**Written exercise:** Show each line of the entries below that contains the word "pink", copying every such line in full.

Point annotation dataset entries
::::::

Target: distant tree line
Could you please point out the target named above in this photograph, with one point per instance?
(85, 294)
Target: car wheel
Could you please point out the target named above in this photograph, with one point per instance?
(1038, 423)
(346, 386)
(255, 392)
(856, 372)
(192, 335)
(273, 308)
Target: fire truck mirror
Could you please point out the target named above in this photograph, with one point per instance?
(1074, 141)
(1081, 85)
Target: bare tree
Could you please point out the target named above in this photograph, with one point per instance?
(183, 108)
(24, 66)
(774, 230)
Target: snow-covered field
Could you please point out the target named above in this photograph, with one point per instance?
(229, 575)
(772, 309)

::::::

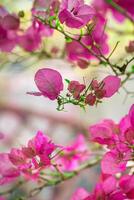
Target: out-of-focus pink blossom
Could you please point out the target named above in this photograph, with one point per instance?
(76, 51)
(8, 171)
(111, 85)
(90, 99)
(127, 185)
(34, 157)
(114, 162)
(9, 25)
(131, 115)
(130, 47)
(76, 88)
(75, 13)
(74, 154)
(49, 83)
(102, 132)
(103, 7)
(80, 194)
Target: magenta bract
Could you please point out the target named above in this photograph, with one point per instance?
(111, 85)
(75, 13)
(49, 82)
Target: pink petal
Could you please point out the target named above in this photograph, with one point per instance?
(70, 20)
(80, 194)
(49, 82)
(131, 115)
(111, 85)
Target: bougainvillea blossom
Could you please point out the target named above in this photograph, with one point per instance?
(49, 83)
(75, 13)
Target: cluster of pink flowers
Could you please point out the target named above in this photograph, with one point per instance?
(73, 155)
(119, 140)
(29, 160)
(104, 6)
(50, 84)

::::::

**Correct answer:**
Target: out-of-focus pink blossom
Target: pink petal
Target: cluster of pink flowers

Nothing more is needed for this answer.